**TASK DETAILS**
When the material ends, stop; until then, set down every line exactly.

"""

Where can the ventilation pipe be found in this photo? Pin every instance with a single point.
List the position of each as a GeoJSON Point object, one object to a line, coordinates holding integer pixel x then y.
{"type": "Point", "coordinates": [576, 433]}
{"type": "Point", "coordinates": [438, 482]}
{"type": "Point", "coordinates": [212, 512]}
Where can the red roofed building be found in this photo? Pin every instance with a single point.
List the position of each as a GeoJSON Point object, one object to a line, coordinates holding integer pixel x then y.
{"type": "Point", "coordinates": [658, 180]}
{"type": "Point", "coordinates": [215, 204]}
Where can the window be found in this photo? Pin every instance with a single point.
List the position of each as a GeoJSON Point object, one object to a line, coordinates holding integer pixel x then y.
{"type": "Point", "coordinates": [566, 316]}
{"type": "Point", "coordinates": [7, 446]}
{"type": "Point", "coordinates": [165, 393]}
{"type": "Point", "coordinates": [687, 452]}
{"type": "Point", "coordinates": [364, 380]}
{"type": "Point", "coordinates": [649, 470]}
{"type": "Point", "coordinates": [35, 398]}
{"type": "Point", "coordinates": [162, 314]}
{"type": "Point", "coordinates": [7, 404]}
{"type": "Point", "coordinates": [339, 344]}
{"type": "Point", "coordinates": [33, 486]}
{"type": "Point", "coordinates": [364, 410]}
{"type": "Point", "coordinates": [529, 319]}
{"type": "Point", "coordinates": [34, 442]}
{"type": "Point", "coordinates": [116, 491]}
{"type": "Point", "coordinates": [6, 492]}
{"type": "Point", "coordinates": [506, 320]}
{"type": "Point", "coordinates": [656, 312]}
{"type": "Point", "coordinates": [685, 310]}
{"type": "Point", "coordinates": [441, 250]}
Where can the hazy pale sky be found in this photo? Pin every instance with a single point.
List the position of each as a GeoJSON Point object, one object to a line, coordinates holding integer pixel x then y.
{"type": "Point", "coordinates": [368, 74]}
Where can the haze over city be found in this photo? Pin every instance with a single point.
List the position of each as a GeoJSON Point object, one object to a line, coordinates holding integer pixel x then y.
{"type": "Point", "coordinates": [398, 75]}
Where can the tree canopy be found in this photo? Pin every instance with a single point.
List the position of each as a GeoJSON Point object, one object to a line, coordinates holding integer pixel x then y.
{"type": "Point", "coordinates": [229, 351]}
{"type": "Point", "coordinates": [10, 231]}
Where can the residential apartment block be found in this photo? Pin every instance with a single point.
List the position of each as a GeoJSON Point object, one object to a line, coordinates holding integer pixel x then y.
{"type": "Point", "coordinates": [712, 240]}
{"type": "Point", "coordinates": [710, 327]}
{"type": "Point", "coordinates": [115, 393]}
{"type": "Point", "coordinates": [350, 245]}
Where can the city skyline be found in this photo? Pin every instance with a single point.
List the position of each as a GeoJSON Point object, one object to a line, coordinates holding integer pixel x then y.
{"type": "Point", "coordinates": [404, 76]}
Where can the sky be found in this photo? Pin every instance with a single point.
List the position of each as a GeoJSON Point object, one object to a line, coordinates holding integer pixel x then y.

"""

**ANSWER BELOW**
Where can the ventilation pipe be found in this photo? Pin every instance with a single point.
List the position of each as a GeoJSON Point object, one object to a line, coordinates holding integer pixel x then y.
{"type": "Point", "coordinates": [576, 433]}
{"type": "Point", "coordinates": [438, 482]}
{"type": "Point", "coordinates": [212, 512]}
Where can the red roofed building be found in this photo? Pin every instance with a single point.
List the position of each as a GeoJSON Point object, one object to a line, coordinates holding integer pixel x then y.
{"type": "Point", "coordinates": [658, 180]}
{"type": "Point", "coordinates": [215, 204]}
Where can the window be found in this photo? Pin every instance with a single point.
List the position of each as a GeoJSON Point object, one object to a line, coordinates holding integer pixel x then y.
{"type": "Point", "coordinates": [566, 316]}
{"type": "Point", "coordinates": [7, 446]}
{"type": "Point", "coordinates": [165, 393]}
{"type": "Point", "coordinates": [687, 452]}
{"type": "Point", "coordinates": [364, 380]}
{"type": "Point", "coordinates": [649, 470]}
{"type": "Point", "coordinates": [35, 398]}
{"type": "Point", "coordinates": [162, 314]}
{"type": "Point", "coordinates": [7, 404]}
{"type": "Point", "coordinates": [339, 344]}
{"type": "Point", "coordinates": [33, 486]}
{"type": "Point", "coordinates": [364, 410]}
{"type": "Point", "coordinates": [529, 319]}
{"type": "Point", "coordinates": [34, 442]}
{"type": "Point", "coordinates": [116, 491]}
{"type": "Point", "coordinates": [6, 492]}
{"type": "Point", "coordinates": [506, 320]}
{"type": "Point", "coordinates": [656, 312]}
{"type": "Point", "coordinates": [685, 310]}
{"type": "Point", "coordinates": [441, 250]}
Where can the hazy pale sky be found in this photo? Pin every instance with a single point.
List the position of each as a GeoJSON Point object, one object to a line, coordinates holding integer pixel x then y.
{"type": "Point", "coordinates": [368, 74]}
Where can the haze over city be found in this photo? Pin every instance with a single point.
List the position of each as a GeoJSON Point object, one object to a line, coordinates holding integer pixel x then y.
{"type": "Point", "coordinates": [398, 75]}
Where can the tree canopy be found in this photo? Pin every instance with a single point.
List the position of each as a GeoJSON Point object, one object to a line, coordinates holding integer pixel x then y.
{"type": "Point", "coordinates": [229, 351]}
{"type": "Point", "coordinates": [10, 231]}
Where can the residential apartment block be found in this photo? Pin every instance with a single point.
List the position of each as a GeoJSON Point object, one object to a line, coordinates holding integer pixel x then y.
{"type": "Point", "coordinates": [712, 240]}
{"type": "Point", "coordinates": [710, 327]}
{"type": "Point", "coordinates": [115, 393]}
{"type": "Point", "coordinates": [350, 245]}
Where can the city skyline be found in this photo? Pin every instance with a single point.
List the position of each as a GeoJSON Point object, one object to a line, coordinates holding integer pixel x then y.
{"type": "Point", "coordinates": [404, 76]}
Where can the sky be found in this photo? Pin every instance with a single point.
List the position of each as a GeoJSON Point object, one object to a line, coordinates holding integer pixel x then y.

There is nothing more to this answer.